--- EXERCISE PROMPT ---
The full set of entries below must be returned exactly as shown.

--- DATA SHOWN ---
--*--

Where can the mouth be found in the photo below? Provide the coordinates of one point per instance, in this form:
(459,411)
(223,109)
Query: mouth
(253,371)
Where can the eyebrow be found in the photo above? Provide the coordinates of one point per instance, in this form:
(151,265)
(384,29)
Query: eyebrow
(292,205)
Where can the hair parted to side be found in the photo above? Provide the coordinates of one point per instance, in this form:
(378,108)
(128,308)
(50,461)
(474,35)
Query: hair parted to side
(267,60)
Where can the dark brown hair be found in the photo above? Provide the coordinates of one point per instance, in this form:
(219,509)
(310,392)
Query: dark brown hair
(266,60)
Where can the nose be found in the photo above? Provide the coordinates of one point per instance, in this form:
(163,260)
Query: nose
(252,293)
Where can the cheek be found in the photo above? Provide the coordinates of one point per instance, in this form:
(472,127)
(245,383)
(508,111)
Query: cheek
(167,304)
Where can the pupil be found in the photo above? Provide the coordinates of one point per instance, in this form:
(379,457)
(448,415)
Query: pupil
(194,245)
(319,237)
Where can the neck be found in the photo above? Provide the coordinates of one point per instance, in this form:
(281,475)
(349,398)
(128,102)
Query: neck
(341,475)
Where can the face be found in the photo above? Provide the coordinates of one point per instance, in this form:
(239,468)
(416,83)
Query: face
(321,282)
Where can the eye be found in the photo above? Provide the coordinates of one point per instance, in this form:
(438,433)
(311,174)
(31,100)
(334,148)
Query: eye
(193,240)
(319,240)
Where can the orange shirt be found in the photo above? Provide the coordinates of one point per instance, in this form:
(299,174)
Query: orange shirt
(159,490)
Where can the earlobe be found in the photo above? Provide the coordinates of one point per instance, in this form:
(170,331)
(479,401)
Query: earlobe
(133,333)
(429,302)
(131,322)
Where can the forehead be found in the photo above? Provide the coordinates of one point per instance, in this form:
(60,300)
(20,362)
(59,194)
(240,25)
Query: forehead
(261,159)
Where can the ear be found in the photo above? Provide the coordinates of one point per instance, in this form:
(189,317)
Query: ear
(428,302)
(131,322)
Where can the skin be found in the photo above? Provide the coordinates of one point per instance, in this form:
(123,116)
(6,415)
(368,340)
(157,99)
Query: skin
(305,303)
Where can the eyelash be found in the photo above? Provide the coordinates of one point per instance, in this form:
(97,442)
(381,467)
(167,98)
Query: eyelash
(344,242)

--*--

--- RESULT OF THE TASK ---
Where can the mouth be found in the photo below? Provide the coordinates of one point per instance, in this form:
(459,411)
(223,109)
Query: mouth
(253,371)
Where can the eyebrow be found in the photo above? Provide the coordinates of one point per instance, in this form:
(151,265)
(384,29)
Query: eyebrow
(292,205)
Where can the hair parted to side be found in the photo above? Provide the coordinates of one point per instance, in this form:
(378,108)
(128,308)
(50,461)
(474,35)
Query: hair parted to side
(267,60)
Where can the dark brown hair be found in the photo above? Provide the coordinates of one point per instance, in this form:
(219,509)
(310,392)
Query: dark brown hair
(266,60)
Where can the nose be found in the photo above? Provide the coordinates of one point per instance, in this form:
(163,260)
Query: nose
(252,293)
Where can the cheek be found in the photo above? Provide the coordinates of one point per instance, in this form:
(472,127)
(245,383)
(508,111)
Query: cheek
(167,304)
Where can the pupil be found in the photo above? Provide the coordinates of one point per instance, in this form:
(379,457)
(448,415)
Query: pupil
(194,245)
(319,237)
Where can the neck be found in the photo above? Provide the coordinates of one point per instance, in this form:
(281,475)
(349,398)
(128,102)
Query: neck
(341,475)
Where can the face be found in the photo above? Provide the coordinates of one point per instance, in this form:
(239,468)
(416,83)
Query: face
(321,282)
Where can the eye be found in the photo above? Provide the coordinates of one point per instance, in this form:
(438,433)
(311,174)
(31,100)
(334,148)
Query: eye
(193,240)
(319,240)
Where can the orange shirt be found in the photo above? Provide the coordinates of one point per instance, in this form:
(299,174)
Query: orange shirt
(159,490)
Where can the earlobe be found in the photo above? Provide the coordinates of one point per instance, in this form:
(170,331)
(479,401)
Query: earlobe
(133,333)
(429,302)
(131,322)
Where can the forehead be found in the photo above? Provide the coordinates of one point per instance, in this form:
(60,300)
(20,362)
(59,194)
(240,25)
Query: forehead
(261,159)
Where can the ear be found in the photo above? Provide the coordinates of one point per instance, in this form:
(189,317)
Query: ear
(428,302)
(131,322)
Where can the skin be found in the photo above? Provide the coordinates of one point per instance, in this form:
(123,116)
(6,415)
(368,340)
(157,99)
Query: skin
(305,303)
Where can the eyelash be found in the photo above? Provide the coordinates of one point per instance, in this form:
(97,442)
(381,467)
(167,98)
Query: eyelash
(344,242)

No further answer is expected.